Earlier we downloaded zip files for the US congressional districts. In order to access the shapefiles, we can automate a zip file extraction with some code.
# Task 4: Automate Zip File Extraction
# the following code writes a function that can read any zip file and extract the shapefile within
read_shp_from_zip <- function(zip_file) {
temp_dir <- tempdir() # Create a temporary directory
zip_contents <- unzip(zip_file, exdir = temp_dir) # Unzip the contents and
shp_file <- zip_contents[grepl("\\.shp$", zip_contents)] # filter for .shp files
sf_object <- read_sf(shp_file) # Read the .shp file into an sf object
return(sf_object) # Return the sf object
}
To get a better idea of what can be done with the shapefiles, a chloropleth visualization of the electoral college results for the 2000 presidential election will be created.
zip_file <- "districts106.zip" # district 106 corresponds to when the 2000 elections took place
shapefile_us <- read_shp_from_zip(zip_file)
# Task 5: Choropleth Visualization of 2000 Electoral College Results
# find election results in each state
winner_2000_election <- presidential_vote_count |>
filter(year == 2000) |> # 2000 election
group_by(state, party_simplified) |> # I want to find the total votes by state and party
summarize(total_votes = sum(candidatevotes), .groups = "drop") |> # sum the votes across all districts
group_by(state) |> # group by state to find the top candidate in each state
slice_max(total_votes, n = 1) |>
ungroup() |>
select(state, party_simplified) |> # don't care for the amount of votes, just the winner
rename(winning_party = party_simplified) # rename for convention, will use to fill the choropleth
# join the shape file to election results
shapefile_us_2000 <- shapefile_us |>
mutate(STATENAME = toupper(trimws(STATENAME))) |> # need to match the characters from both tables to join correctly
left_join(
winner_2000_election,
join_by(STATENAME == state)
)
# create Choropleth of contiguous US first
contiguous_us <- ggplot(shapefile_us_2000,
aes(
geometry = geometry,
fill = winning_party
),
color = "black"
) +
geom_sf() +
scale_fill_manual(values = c("DEMOCRAT" = "skyblue3", "REPUBLICAN" = "firebrick1")) +
theme_minimal() +
labs(
title = "Presidential Election State Results 2000",
subtitle = "Choropleth Map of U.S. Districts",
fill = "Winning Party"
) +
theme(legend.position = "bottom") +
coord_sf(xlim = c(-130, -60), ylim = c(20, 50), expand = FALSE)
# Alaska inset
alaska_sf <- shapefile_us_2000[shapefile_us_2000$STATENAME == "ALASKA", ] # pull Alaska sf info to plot individually
inset_alaska <- ggplot(alaska_sf,
aes(
geometry = geometry,
fill = winning_party
),
color = "black"
) +
geom_sf() +
scale_fill_manual(values = c("DEMOCRAT" = "skyblue3", "REPUBLICAN" = "firebrick1")) +
theme_void() +
theme(legend.position = "none") + # will display legend on the contiguous plot
coord_sf(xlim = c(-180, -140), ylim = c(50, 72), expand = FALSE)

Task prompt: Please answer from the election mapping code: which zip file does it read the shapefile from for the 2000 map?

Entries:
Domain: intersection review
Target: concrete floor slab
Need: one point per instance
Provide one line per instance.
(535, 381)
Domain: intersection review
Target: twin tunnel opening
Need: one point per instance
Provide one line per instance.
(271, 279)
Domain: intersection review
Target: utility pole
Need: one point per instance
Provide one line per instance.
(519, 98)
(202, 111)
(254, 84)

---

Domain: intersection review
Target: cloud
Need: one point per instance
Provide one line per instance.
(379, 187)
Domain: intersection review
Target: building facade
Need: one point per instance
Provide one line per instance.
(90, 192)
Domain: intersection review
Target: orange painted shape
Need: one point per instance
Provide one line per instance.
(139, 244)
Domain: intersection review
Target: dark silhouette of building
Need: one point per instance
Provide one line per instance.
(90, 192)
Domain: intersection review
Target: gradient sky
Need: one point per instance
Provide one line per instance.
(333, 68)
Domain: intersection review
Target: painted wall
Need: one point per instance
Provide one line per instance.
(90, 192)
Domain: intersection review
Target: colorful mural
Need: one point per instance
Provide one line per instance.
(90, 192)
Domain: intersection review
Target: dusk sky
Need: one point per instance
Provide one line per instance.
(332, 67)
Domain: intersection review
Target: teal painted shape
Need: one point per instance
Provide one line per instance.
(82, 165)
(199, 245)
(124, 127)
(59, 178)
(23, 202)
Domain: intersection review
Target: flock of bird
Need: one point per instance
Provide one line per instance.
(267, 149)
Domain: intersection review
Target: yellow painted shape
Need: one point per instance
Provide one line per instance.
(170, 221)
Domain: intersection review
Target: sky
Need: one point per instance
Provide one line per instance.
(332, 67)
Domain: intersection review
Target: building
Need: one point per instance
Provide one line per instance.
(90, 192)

Final result: districts106.zip